* **Short exercise 1**
Return every line of the rows below that contains the string "pixels". Case counts.
>> START Given passage
Supporting Transgender Students and Their Families

Recently, the Superintendent of the Boulder Valley School District, my employer, sent out a memo affirming the School Board’s support for transgender students. This was a reaction from President Trump rescinding protections for them, and not allowing them to use bathrooms corresponding with their gender identity. The memo confirmed that the school district’s position is to continue the present practices of supporting these students and their families.

Since I write about gifted on this web site, I want to point out that I have observed that transgender and gifted have something in common. It has been my experience over the years that a large percentage of transgender and gender fluid students at my high school are also gifted students. They have unique social and emotional needs.

I am proud to work in a district and in a high school that understands that we need to support students for what they bring to the learning environment, and not have it be regulated by the sex on their birth certificate. ALL students have the right to a safe learning environment while they are in our school.

The BVSD Superintendent’s letter is below followed by my supportive reply of gratitude.


Dear BVSD Parents, Guardians and Staff
On Wednesday, February 22, President Trump rescinded protections for transgender students allowing them to use bathrooms corresponding with their gender identity; it is a retraction of guidance provided by President Obama last summer.

Boulder Valley School District will maintain our present practice supporting transgender students and their families as we have in the past. Our position is consistent with the district’s equity values and our district mission and vision. Our guidelines supporting students and staff who are transgender may be found in the Policies section of the district website at bvsd.org/policies/Policies/AC-E3.pdf.

We appreciate that Colorado state law also forbids discrimination on the basis of sexual orientation and gender identity in public places — including schools. Colorado Chalkbeat published an informative article about this on Wednesday.

BVSD remains committed to providing a safe learning environment for all students.

Dr. Bruce K. Messinger
Superintendent


Hello Dr. Messinger,
I want to thank BVSD for upholding principles and reason and maintaining BVSD’s present practice of supporting transgender students and families.

As the TAG Advisor at Fairview High School for the past eleven years, I have become close to many of our transgender students. Many transgender students are also identified as gifted. I’m not sure of the correlation, if any, but it does seem rather high. I’ve had the privilege of becoming a trusted adult to many of them as they try to understand themselves and fit into the school system and into the world in general.
>> END Given passage
* **Short exercise 2**
Set down, word for word, the part of the passage on supporting transgender students above that opens with "The BVSD Superintendent’s" and closes with "website at bvsd.org/policies/Policies/AC-E3.pdf.".
>> START Listing
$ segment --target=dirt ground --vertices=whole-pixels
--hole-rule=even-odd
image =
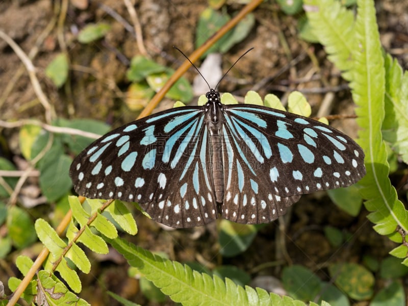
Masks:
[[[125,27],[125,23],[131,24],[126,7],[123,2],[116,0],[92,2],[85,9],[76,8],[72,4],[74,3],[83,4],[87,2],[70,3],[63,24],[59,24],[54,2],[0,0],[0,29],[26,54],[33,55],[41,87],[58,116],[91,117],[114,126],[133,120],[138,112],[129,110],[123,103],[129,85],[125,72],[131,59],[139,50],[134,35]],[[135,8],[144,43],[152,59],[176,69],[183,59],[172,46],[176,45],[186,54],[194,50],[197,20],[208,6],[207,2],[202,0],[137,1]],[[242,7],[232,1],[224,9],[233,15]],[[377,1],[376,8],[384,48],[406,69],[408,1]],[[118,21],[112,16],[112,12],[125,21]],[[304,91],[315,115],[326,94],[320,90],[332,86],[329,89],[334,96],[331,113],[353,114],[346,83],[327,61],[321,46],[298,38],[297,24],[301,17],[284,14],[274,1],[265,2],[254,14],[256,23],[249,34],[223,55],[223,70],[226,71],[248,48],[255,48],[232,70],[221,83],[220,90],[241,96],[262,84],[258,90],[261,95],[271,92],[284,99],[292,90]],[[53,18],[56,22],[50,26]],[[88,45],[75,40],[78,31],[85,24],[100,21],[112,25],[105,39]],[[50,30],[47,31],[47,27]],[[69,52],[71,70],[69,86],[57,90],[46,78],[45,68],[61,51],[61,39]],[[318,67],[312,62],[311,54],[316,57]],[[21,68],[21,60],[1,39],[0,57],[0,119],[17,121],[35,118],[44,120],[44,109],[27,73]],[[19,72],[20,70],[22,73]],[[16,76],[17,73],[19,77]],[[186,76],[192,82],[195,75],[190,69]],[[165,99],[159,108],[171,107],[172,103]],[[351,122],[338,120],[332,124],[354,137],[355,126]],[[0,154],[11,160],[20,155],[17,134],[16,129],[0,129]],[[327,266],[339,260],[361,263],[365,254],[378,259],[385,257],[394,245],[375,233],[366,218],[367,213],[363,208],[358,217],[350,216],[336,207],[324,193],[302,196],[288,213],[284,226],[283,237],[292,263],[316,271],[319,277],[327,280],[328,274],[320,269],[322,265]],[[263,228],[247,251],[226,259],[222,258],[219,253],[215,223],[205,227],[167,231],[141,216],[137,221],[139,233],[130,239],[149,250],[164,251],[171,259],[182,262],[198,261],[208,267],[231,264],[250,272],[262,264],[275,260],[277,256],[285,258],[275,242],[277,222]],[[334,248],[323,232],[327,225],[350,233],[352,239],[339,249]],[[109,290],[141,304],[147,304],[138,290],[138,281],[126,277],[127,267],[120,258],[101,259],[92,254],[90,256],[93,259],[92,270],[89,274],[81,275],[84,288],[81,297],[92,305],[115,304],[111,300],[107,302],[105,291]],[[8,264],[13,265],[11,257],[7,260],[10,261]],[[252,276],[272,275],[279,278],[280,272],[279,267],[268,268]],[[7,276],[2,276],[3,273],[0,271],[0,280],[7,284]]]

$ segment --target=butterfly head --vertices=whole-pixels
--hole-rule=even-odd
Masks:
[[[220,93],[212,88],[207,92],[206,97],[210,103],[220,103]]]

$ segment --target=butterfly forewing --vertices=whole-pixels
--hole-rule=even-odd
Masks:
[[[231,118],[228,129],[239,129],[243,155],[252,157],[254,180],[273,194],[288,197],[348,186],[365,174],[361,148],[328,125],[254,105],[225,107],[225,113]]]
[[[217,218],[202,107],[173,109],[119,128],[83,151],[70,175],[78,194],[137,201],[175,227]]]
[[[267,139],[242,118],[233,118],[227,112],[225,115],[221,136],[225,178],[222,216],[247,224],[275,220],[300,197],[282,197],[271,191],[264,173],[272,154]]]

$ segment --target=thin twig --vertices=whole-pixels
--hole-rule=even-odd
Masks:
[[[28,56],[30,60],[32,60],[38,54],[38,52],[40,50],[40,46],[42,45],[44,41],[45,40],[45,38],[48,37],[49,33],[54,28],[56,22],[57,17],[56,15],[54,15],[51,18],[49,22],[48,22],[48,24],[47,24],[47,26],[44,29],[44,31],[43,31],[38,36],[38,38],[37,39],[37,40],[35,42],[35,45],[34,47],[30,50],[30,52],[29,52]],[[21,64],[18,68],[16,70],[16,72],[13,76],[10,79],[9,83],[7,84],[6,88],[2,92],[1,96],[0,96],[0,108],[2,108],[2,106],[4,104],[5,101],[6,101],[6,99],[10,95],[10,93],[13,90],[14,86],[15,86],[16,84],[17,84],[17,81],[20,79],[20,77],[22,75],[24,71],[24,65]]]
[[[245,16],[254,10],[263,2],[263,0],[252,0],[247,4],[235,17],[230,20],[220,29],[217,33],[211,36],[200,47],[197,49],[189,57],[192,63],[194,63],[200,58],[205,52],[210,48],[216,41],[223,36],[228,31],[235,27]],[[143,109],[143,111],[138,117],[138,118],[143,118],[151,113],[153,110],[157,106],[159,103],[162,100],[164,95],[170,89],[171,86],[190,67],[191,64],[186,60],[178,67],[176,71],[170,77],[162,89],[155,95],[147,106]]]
>> END Listing
* **Expected answer 1**
$ segment --target=dirt ground --vertices=whole-pixels
$ segment --target=butterfly head --vertices=whole-pixels
$ segment --target=butterfly forewing --vertices=whole-pixels
$ segment --target=thin twig --vertices=whole-pixels

* **Expected answer 2**
The BVSD Superintendent’s letter is below followed by my supportive reply of gratitude.


Dear BVSD Parents, Guardians and Staff
On Wednesday, February 22, President Trump rescinded protections for transgender students allowing them to use bathrooms corresponding with their gender identity; it is a retraction of guidance provided by President Obama last summer.

Boulder Valley School District will maintain our present practice supporting transgender students and their families as we have in the past. Our position is consistent with the district’s equity values and our district mission and vision. Our guidelines supporting students and staff who are transgender may be found in the Policies section of the district website at bvsd.org/policies/Policies/AC-E3.pdf.